== Given records

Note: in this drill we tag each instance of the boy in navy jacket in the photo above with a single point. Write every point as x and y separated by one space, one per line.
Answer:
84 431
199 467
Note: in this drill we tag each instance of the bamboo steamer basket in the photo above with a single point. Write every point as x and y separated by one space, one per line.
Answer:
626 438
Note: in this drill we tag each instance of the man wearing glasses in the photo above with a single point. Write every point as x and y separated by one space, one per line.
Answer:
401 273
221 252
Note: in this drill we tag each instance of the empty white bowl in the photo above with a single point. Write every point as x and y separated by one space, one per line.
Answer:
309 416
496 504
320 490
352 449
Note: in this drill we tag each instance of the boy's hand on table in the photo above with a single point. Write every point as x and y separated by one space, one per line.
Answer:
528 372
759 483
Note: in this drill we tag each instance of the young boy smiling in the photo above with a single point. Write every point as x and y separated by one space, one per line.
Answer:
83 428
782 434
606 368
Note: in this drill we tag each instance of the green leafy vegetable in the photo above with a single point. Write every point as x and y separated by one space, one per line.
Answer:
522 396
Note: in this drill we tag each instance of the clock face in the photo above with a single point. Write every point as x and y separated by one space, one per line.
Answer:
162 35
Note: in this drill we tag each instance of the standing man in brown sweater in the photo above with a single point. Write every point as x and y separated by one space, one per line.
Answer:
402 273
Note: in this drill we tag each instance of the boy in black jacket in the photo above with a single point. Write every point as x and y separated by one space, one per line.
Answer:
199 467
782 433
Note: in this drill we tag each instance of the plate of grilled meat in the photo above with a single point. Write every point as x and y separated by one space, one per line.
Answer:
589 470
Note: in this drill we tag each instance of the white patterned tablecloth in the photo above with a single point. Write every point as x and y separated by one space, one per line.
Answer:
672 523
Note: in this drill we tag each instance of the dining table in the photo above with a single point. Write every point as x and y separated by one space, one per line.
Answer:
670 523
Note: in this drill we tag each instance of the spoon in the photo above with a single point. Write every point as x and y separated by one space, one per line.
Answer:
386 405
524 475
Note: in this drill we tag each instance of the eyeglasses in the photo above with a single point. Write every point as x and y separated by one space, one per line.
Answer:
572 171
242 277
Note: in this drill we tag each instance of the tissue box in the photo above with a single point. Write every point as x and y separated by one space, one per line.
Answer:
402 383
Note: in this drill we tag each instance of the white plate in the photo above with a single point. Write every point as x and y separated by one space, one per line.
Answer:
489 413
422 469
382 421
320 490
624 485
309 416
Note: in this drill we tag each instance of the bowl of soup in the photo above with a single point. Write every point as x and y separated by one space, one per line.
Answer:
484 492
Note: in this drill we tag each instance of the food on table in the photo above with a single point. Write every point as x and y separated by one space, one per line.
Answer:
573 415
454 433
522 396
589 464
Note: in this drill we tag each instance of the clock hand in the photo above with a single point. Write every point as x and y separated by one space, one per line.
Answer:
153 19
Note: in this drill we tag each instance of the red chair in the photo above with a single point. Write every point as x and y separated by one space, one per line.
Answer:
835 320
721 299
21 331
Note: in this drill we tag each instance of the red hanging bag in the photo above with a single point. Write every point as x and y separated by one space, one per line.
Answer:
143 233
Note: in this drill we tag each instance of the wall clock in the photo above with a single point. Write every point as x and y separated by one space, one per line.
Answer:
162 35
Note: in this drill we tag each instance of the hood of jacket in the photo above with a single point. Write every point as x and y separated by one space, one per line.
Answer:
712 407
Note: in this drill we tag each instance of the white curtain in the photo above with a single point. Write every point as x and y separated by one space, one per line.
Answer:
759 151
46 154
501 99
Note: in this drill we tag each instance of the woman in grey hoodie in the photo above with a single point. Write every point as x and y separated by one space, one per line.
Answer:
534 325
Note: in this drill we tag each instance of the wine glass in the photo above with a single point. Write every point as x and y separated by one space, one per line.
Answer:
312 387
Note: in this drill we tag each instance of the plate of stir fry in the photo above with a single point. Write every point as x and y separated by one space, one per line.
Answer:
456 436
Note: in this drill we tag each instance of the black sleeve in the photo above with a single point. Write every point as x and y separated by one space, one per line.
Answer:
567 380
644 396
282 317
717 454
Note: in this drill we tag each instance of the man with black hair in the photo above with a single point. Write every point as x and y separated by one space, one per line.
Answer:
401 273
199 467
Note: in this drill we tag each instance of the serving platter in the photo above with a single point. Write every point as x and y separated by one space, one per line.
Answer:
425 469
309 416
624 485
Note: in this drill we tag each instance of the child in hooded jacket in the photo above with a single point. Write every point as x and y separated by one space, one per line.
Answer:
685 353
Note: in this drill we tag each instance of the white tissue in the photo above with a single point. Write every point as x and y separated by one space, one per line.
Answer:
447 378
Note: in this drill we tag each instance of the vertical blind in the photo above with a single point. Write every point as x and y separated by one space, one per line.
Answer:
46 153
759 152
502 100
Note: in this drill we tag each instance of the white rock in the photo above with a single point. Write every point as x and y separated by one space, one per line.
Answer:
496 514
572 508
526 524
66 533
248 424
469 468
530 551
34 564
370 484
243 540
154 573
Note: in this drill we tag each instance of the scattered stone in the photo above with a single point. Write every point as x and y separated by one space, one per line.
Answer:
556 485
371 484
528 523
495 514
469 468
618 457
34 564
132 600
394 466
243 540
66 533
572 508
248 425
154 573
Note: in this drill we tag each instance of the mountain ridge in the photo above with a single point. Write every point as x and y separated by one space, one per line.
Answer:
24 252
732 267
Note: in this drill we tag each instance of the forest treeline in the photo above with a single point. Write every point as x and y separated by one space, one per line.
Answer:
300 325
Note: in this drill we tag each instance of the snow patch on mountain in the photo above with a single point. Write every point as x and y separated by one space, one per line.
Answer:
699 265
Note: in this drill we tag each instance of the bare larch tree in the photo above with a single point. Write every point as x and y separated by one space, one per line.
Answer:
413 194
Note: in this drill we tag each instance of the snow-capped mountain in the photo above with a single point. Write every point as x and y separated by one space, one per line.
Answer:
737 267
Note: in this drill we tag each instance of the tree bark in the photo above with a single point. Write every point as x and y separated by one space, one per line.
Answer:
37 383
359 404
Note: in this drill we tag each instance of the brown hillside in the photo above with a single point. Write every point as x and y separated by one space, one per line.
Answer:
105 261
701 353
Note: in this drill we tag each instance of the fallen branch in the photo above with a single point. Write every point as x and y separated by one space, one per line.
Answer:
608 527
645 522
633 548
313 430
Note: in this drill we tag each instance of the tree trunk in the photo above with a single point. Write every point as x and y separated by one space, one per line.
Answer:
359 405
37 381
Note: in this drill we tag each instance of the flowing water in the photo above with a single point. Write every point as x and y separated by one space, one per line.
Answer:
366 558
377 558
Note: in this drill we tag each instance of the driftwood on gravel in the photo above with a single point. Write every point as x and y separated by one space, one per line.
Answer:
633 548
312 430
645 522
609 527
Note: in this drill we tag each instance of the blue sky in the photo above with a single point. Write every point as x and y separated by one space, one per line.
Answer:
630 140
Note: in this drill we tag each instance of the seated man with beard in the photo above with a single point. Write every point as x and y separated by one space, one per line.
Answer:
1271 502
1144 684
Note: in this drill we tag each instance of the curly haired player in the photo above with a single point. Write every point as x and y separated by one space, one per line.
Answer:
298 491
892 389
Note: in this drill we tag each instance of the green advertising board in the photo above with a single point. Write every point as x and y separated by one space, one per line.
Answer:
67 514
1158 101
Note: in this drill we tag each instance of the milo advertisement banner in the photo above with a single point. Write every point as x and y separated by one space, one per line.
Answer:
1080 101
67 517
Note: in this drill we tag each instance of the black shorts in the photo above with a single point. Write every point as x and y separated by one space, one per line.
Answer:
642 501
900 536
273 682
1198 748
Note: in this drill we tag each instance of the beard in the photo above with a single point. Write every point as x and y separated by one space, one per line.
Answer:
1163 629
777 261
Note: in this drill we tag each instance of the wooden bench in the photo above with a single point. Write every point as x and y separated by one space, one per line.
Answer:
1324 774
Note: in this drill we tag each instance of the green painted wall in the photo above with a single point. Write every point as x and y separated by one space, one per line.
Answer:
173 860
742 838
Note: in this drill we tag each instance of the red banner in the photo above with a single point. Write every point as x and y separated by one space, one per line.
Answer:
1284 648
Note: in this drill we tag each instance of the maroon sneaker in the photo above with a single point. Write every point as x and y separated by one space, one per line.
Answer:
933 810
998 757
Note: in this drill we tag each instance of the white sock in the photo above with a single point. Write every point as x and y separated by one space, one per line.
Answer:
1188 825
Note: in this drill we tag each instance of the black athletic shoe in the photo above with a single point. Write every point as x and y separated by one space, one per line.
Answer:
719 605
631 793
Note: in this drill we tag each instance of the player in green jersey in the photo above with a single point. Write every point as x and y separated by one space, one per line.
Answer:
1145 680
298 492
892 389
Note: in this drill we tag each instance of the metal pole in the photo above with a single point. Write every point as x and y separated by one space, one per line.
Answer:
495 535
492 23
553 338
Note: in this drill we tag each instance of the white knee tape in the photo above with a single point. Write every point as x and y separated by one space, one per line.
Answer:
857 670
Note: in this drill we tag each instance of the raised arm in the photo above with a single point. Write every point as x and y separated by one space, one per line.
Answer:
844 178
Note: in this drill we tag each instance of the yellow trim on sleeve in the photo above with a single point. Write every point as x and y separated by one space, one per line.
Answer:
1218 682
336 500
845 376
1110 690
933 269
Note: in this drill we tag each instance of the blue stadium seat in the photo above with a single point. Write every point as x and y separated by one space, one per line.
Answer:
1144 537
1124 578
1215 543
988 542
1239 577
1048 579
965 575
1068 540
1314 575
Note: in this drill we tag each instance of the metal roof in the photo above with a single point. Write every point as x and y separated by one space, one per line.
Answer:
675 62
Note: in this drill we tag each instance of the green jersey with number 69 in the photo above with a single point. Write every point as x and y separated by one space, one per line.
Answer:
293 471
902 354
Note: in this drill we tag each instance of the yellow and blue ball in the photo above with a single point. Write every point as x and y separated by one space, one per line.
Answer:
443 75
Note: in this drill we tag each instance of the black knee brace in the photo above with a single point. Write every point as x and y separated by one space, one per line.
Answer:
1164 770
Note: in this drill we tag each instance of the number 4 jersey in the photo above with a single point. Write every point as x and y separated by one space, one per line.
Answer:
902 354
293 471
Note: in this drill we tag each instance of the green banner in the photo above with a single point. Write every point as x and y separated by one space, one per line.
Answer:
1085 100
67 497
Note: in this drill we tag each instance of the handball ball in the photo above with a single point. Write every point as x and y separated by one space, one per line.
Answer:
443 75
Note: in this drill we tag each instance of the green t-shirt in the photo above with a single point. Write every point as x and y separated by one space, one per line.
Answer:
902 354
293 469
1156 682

====

Instructions for the task
Using the material above, reproduce exactly the line that contains "the black knee" and all lines after it through the last one, and only those.

Correct output
Note: in this drill we tag each instance of the black knee brace in the photo above with a single point. Write every point as x and y separated by one space, one per line.
Answer:
1164 770
Note: in this drill we tag each instance of the number 4 jersey in the photo above with a single point. Write every point as x and y separated by one space, one per line.
Answer:
902 354
293 471
Note: in this drill we tag each instance of the green banner in the photo above with a single point. Write every point as x and y separated by one space, one per line.
Answer:
1085 100
67 497
Note: in this drill we tag each instance of the handball ball in the photo above with a single point. Write every point as x and y separated by one space, one per line.
Answer:
443 75
Note: in this drill we tag each instance of the green t-shirt in the photo above with a single point. Write every point as x and y separated by one space, one per line.
Answer:
902 354
293 469
1156 682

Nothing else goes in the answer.